--- Brano riportato ---
Translate

venerdì 30 ottobre 2009

Atimpuri

Da 15 anni a questa parte, dalla discesa in campo tanto per capirci, il termine comunisti è diventato sinonimo di tutto ciò che di più immondo la mente umana può immaginare. Su questa ossessione Michele Serra ci costruisce un ragionamento interessante.


giovedì 29 ottobre 2009

L'ora di religione

(…) La vera questione è se sia la scuola pubblica di uno Stato laico il posto più indicato dove essere istruiti non su una disciplina ma su una fede (…).
Lo scrive oggi Corrado Augias rispondendo ad un lettore di Repubblica che argomentava a difesa dell’ora di religione nella scuola statale, scelta, a suo dire, dal 91% degli studenti.

Disonorevoli

E’ storia vecchia quella dei privilegi di deputati e senatori, e non parlo degli importi degli stipendi o delle pensioni, sui quali ci sarebbe comunque da discutere, ma di quei benefit che vanno oltre la decenza e il rispetto e che gli inquilini di Montecitorio e Palazzo Madama si portano dietro come vitalizio: aerei, treni e autostrade gratis, tanto per fare gli esempi più presentabili. Ora, in questo momento di crisi economica, anche a livello centrale si cerca di fare cassa tagliando le voci di spesa meno urgenti, e siccome non è possibile togliere i capricci a chi è attualmente in carica, l’ipotetico ragioniere di Camera e Senato ha deciso di spuntare dal bilancio le risorse destinate fino ad oggi agli ex dei palazzi della politica. Personalmente ritengo scandaloso che persone non certo indigenti - professionisti perlopiù, a cui la parentesi amministrativa non ha certo nuociuto all’attività privata, anzi - usufruiscano di queste regalie: perché? a quale titolo? Non ho aggettivi per definire la loro alzata di scudi alla notizia che dal prossimo anno si cambia. Il fatto che a guidare la marcia sia un ex deputato del pci invece mi fa vomitare.

--- Estratto della fonte ---
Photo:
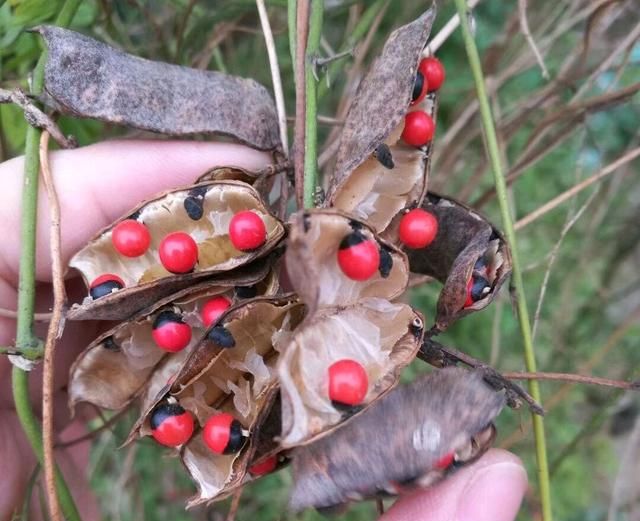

--- Compiti da svolgere ---
1. Estrai dal brano riportato il passo compreso tra "Da 15 anni a" e "una fede (…).", estremi inclusi.
2. Rispondi in base al brano riportato:
(a) Chi costruisce un ragionamento sull'ossessione per il termine comunisti?
(b) A chi risponde Corrado Augias?
(c) Quali benefit vengono citati come gli esempi più presentabili?

--- Risposte ai compiti ---
1.
Da 15 anni a questa parte, dalla discesa in campo tanto per capirci, il termine comunisti è diventato sinonimo di tutto ciò che di più immondo la mente umana può immaginare. Su questa ossessione Michele Serra ci costruisce un ragionamento interessante.


giovedì 29 ottobre 2009

L'ora di religione

(…) La vera questione è se sia la scuola pubblica di uno Stato laico il posto più indicato dove essere istruiti non su una disciplina ma su una fede (…).

2.
(a) Michele Serra.
(b) A un lettore di Repubblica che argomentava a difesa dell'ora di religione nella scuola statale.
(c) Aerei, treni e autostrade gratis.